___ Input data ___
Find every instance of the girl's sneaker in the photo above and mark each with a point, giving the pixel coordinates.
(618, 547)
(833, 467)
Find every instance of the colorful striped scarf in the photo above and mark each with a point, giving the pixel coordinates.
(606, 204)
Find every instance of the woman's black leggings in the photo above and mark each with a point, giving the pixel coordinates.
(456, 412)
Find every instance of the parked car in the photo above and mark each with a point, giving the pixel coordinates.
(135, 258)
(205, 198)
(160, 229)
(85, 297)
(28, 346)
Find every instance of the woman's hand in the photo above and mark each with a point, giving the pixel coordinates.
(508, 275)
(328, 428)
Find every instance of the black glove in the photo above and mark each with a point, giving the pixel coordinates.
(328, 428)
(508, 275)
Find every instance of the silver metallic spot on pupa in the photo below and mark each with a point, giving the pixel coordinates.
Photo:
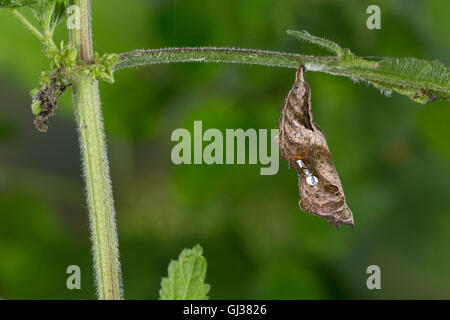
(300, 163)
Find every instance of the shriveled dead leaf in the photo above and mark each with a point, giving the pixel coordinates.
(303, 145)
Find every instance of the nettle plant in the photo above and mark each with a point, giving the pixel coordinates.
(74, 64)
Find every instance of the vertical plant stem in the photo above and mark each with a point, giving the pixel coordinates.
(86, 101)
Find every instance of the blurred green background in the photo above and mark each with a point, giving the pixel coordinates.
(393, 157)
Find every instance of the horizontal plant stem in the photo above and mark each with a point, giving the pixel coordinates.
(421, 80)
(28, 24)
(214, 54)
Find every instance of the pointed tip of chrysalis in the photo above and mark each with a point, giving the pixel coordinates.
(301, 73)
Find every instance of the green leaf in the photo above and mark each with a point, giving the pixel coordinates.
(49, 13)
(15, 3)
(186, 277)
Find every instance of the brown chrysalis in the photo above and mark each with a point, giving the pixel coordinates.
(303, 145)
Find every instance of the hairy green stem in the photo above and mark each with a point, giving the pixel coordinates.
(86, 100)
(28, 25)
(422, 81)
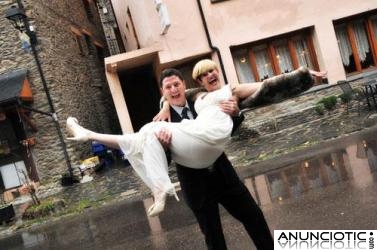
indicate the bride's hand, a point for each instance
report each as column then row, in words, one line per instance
column 164, row 114
column 164, row 137
column 230, row 107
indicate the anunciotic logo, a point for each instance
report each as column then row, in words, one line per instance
column 324, row 239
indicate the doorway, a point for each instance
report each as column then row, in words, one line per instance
column 141, row 93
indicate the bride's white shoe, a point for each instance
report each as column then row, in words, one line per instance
column 78, row 132
column 159, row 204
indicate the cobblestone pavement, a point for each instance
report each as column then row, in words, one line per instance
column 266, row 133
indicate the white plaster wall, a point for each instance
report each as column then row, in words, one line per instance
column 236, row 22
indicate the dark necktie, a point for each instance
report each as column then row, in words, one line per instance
column 184, row 113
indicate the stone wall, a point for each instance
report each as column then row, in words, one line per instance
column 75, row 81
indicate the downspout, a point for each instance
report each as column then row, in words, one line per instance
column 210, row 42
column 47, row 92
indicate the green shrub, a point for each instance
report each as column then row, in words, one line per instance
column 345, row 97
column 320, row 108
column 45, row 208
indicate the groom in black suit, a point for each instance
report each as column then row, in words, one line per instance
column 204, row 189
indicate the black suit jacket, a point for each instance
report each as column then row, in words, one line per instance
column 202, row 185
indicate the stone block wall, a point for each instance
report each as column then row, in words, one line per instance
column 75, row 81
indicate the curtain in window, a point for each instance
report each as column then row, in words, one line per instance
column 344, row 44
column 303, row 54
column 361, row 40
column 284, row 58
column 242, row 64
column 374, row 24
column 263, row 64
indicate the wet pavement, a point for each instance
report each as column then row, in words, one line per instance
column 306, row 172
column 329, row 187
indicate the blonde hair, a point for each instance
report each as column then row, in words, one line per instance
column 203, row 66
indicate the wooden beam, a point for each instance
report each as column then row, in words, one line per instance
column 293, row 54
column 253, row 64
column 112, row 68
column 351, row 36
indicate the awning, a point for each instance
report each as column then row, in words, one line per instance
column 14, row 86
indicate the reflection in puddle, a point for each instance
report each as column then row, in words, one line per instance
column 126, row 225
column 356, row 162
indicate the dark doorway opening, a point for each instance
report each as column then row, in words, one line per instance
column 141, row 93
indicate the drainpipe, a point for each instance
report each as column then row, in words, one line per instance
column 46, row 90
column 214, row 48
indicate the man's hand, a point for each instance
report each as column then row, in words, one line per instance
column 164, row 114
column 164, row 137
column 230, row 107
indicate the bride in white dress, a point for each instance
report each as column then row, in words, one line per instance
column 194, row 143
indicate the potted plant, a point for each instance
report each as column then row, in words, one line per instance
column 7, row 213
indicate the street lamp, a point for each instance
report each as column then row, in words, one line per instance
column 19, row 20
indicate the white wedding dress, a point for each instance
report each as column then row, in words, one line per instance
column 195, row 143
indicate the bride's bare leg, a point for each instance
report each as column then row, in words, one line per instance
column 321, row 74
column 82, row 134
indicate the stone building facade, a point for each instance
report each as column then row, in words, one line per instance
column 71, row 47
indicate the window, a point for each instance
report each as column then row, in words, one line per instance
column 259, row 61
column 357, row 42
column 88, row 10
___
◆ Problem details ◆
Since the pictures are not wanted, write out the rest of the data exactly as it reads.

◆ Answer space ◆
Find every instance of the girl's sneaker in the photo above and mark each with a point, giving the pixel coordinates.
(618, 547)
(833, 467)
Find every instance of the colorful striped scarf in the photo above and mark each with a point, giving the pixel coordinates.
(606, 204)
Find every instance of the woman's black leggings in the photo above and mark each with a point, giving the pixel coordinates.
(456, 412)
Find every instance of the parked car in the photo above and mark each with a point, giving the pixel coordinates.
(135, 258)
(205, 198)
(160, 229)
(85, 297)
(28, 346)
Find every instance of the woman's hand in the photo above and mark each with a point, giving the pixel coordinates.
(508, 275)
(328, 428)
Find every instance of the black glove in the photo above and mark each with a point, giving the pixel coordinates.
(328, 428)
(508, 275)
Find every instance of the silver metallic spot on pupa in the photo below and mark each with a point, giving the pixel coordinates.
Photo:
(300, 163)
Find every instance of the shriveled dead leaf in the photo above and mark each with a point, giving the pixel coordinates.
(303, 145)
Find every instance of the nettle plant in the photo above and mark each with a point, giving the pixel coordinates.
(74, 64)
Find every instance of the vertical plant stem in the photo above and mark each with a point, giving the pixel coordinates.
(86, 101)
Find every instance of the blurred green background in the photo above and mark each with a point, giving the pixel coordinates.
(393, 157)
Find every instance of the horizontal plant stem in the photo above and mark each with a point, giving the pixel coordinates.
(421, 80)
(28, 24)
(214, 54)
Find every instance of the pointed tip of chrysalis in the photo above and mark each with a point, giving the pixel coordinates.
(301, 73)
Find every instance of the green leaf in the photo above and mark each with a point, giving the pixel coordinates.
(49, 13)
(15, 3)
(186, 277)
Find every instance of the brown chrysalis in the photo above and mark each with a point, giving the pixel coordinates.
(303, 145)
Find every instance of the hairy green stem in the photo above and mark each with a point, giving the pixel coordinates.
(86, 100)
(28, 25)
(422, 81)
indicate the bride's hand, a point for each instance
report each as column then row, in words, one line per instance
column 164, row 114
column 164, row 137
column 230, row 107
indicate the anunciotic logo, a point for each instance
report each as column then row, in words, one line per instance
column 324, row 239
indicate the doorway, a point for each instance
report each as column then row, in words, one line per instance
column 141, row 93
indicate the bride's white shoe, a point for each instance
report each as column then row, in words, one line per instance
column 78, row 132
column 159, row 204
indicate the cobblestone pavement, a point for each instance
report each as column then row, in words, one line per instance
column 266, row 133
indicate the white plaster wall, a point for each instance
report each as column then row, in words, one line per instance
column 236, row 22
indicate the dark necktie, a point for each instance
report each as column then row, in words, one line per instance
column 184, row 113
indicate the stone wall, a point for each instance
report each as column then row, in words, one line per instance
column 75, row 81
indicate the downspout, a point for each instance
report each as column then row, in words, one line per instance
column 210, row 42
column 47, row 92
indicate the green shrub, a point for each instance
report each as column then row, in words, one line per instance
column 345, row 97
column 320, row 108
column 45, row 208
indicate the groom in black suit, a point for each instance
report each as column then row, in words, one line per instance
column 204, row 189
indicate the black suit jacket, a point for each instance
report each as column then row, in words, one line per instance
column 202, row 185
indicate the stone block wall, a point for each instance
report each as column then row, in words, one line per instance
column 75, row 81
indicate the curtain in window, a point for each instance
report each as column then row, in words, one line per instance
column 344, row 44
column 303, row 54
column 361, row 40
column 284, row 58
column 242, row 64
column 374, row 24
column 263, row 64
indicate the wet pavement, a point for each instance
report each as column then row, in words, one line per instance
column 306, row 172
column 329, row 187
indicate the blonde hair, a point for each instance
report each as column then row, in words, one line per instance
column 203, row 66
indicate the wooden beam, a point for each instance
report each as column then row, in words, one line per instance
column 293, row 54
column 253, row 64
column 112, row 68
column 351, row 36
indicate the awning, a point for each instance
report each as column then row, in words, one line per instance
column 14, row 86
indicate the reflection in puddle, a point for each instance
report each as column then row, in words, one line per instance
column 126, row 225
column 356, row 162
indicate the dark doorway opening, a point for each instance
report each as column then row, in words, one line per instance
column 141, row 93
indicate the drainpipe, a point for each instance
report each as column then row, in words, one line per instance
column 46, row 90
column 214, row 48
indicate the man's hand, a point for each instance
report each as column then row, in words, one line per instance
column 164, row 114
column 164, row 137
column 230, row 107
indicate the bride in white dress, a point for each instance
report each as column then row, in words, one line per instance
column 194, row 143
indicate the potted plant, a point for each instance
report each as column then row, in words, one line per instance
column 7, row 213
indicate the street lamp, a point for each instance
report each as column then row, in words, one line per instance
column 19, row 20
indicate the white wedding dress, a point for each instance
report each as column then row, in words, one line per instance
column 195, row 143
indicate the bride's bare leg, a point for each instance
report each as column then row, in words, one line per instance
column 321, row 74
column 82, row 134
indicate the stone building facade, a point for each instance
report each as column then row, in words, one line per instance
column 71, row 47
indicate the window, a point for each instance
report each as column then row, in words, one line per instance
column 259, row 61
column 357, row 42
column 88, row 10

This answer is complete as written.